Please extract, in full, every line of the material below that contains the word "windshield".

Data items:

___

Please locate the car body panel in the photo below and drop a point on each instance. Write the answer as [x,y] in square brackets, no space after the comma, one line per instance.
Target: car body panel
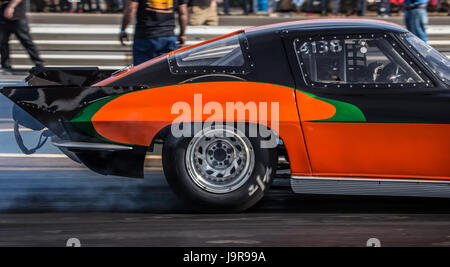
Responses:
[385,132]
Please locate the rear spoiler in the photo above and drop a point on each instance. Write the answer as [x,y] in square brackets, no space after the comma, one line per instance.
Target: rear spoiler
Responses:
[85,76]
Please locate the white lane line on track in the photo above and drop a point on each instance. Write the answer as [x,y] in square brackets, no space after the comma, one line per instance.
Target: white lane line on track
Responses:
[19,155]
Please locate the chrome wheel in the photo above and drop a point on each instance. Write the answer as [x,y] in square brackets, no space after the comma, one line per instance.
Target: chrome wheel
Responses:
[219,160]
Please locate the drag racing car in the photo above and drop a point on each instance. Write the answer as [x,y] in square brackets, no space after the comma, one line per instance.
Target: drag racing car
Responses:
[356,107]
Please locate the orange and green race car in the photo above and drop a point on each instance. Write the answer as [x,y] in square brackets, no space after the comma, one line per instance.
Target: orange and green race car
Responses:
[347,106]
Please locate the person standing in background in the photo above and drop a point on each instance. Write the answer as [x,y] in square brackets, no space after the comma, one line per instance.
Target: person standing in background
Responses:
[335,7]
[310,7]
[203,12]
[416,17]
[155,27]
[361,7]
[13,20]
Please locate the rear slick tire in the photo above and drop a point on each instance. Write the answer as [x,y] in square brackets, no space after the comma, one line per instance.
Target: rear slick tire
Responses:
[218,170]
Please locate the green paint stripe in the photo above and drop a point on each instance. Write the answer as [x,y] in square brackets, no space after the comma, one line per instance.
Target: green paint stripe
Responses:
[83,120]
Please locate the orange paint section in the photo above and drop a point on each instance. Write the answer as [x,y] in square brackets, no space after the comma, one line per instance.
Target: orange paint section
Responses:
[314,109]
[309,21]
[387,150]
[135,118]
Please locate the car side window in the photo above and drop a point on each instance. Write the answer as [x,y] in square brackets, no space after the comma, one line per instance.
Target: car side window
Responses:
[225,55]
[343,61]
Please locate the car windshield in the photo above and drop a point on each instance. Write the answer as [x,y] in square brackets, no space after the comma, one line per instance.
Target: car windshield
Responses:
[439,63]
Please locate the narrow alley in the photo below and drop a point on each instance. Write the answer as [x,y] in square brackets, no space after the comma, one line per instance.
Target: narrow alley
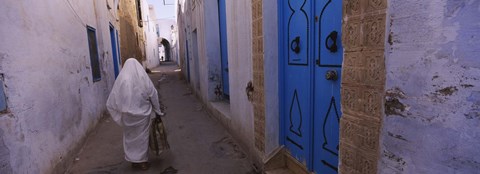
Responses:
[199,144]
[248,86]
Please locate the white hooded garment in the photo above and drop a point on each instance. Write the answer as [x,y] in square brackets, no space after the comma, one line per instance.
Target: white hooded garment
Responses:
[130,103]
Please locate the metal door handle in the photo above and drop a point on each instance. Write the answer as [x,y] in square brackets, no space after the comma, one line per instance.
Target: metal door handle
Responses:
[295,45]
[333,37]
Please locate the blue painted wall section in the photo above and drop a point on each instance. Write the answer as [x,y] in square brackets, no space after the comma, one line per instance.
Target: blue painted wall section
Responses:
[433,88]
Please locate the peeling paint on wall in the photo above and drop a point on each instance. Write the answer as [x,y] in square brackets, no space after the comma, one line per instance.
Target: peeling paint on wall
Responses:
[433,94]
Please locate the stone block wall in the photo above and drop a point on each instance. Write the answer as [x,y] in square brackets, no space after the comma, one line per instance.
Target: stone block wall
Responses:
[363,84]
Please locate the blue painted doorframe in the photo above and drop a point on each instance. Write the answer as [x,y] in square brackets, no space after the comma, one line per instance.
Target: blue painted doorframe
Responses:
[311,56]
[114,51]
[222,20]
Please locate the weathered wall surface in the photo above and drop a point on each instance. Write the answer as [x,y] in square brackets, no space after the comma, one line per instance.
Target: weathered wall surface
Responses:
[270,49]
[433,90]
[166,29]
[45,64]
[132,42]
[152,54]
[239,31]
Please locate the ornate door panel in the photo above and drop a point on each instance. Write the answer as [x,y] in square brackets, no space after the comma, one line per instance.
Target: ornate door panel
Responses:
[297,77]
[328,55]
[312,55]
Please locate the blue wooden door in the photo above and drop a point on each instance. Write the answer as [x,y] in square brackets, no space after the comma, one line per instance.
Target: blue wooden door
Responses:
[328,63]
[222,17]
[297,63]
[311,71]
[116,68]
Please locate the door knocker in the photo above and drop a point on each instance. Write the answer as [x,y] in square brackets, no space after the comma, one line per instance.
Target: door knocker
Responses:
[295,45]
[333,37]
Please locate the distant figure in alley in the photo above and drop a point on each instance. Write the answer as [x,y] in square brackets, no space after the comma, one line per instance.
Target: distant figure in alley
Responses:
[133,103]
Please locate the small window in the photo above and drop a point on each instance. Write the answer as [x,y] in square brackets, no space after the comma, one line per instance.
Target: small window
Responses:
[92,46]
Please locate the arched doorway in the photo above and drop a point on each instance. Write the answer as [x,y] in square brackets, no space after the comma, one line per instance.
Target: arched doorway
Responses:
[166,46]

___

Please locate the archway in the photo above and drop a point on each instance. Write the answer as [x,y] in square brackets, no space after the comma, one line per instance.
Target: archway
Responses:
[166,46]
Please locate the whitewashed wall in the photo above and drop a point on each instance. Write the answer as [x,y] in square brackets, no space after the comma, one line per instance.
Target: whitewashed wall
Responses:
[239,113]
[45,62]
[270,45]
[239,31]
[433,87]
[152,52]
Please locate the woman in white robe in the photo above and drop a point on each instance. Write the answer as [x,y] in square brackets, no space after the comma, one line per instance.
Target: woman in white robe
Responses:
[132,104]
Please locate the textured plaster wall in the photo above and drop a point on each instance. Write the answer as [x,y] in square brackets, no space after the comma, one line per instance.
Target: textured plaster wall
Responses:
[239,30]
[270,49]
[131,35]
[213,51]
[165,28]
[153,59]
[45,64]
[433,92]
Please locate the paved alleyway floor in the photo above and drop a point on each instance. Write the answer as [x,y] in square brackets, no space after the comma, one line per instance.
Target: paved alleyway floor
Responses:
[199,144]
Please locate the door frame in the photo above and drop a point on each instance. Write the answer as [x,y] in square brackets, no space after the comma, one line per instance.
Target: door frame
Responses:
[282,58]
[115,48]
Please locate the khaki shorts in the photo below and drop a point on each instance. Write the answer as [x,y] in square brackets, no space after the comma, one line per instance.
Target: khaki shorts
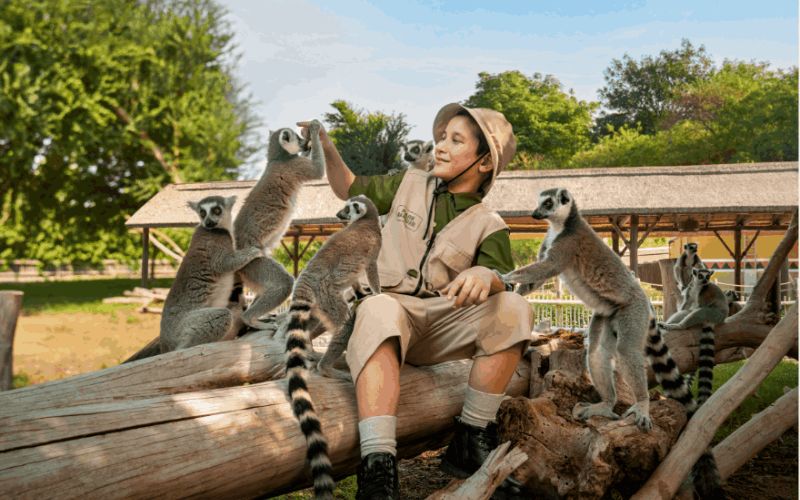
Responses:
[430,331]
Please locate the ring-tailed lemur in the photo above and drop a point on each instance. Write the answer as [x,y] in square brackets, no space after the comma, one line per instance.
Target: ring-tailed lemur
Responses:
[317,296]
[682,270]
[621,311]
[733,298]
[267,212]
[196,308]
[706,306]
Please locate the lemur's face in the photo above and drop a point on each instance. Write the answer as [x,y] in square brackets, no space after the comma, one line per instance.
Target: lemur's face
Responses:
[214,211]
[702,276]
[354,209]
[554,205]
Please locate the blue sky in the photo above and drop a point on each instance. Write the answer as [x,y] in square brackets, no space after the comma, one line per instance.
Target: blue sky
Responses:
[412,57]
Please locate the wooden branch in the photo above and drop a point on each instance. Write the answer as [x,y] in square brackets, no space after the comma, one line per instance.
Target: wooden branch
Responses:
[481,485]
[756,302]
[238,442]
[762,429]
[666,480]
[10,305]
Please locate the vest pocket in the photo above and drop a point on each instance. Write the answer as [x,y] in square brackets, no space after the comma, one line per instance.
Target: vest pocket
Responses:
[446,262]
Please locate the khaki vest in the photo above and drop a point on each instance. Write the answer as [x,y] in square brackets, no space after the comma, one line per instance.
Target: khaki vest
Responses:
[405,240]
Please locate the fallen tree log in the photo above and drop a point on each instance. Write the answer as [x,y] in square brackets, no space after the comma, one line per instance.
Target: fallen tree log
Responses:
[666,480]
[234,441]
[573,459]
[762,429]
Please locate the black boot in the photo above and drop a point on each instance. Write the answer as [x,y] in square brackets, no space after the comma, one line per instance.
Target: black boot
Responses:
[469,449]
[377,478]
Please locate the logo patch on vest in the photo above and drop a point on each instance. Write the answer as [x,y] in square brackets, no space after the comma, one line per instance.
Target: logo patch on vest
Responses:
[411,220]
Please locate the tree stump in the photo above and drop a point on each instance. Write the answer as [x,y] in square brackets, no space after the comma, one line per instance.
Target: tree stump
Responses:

___

*Finished answer*:
Please locate the car windshield in the photo above and drop a point on each instance. Write the answer as [x,y] in square brackets, no space after the comma, one line per instance.
Target: car windshield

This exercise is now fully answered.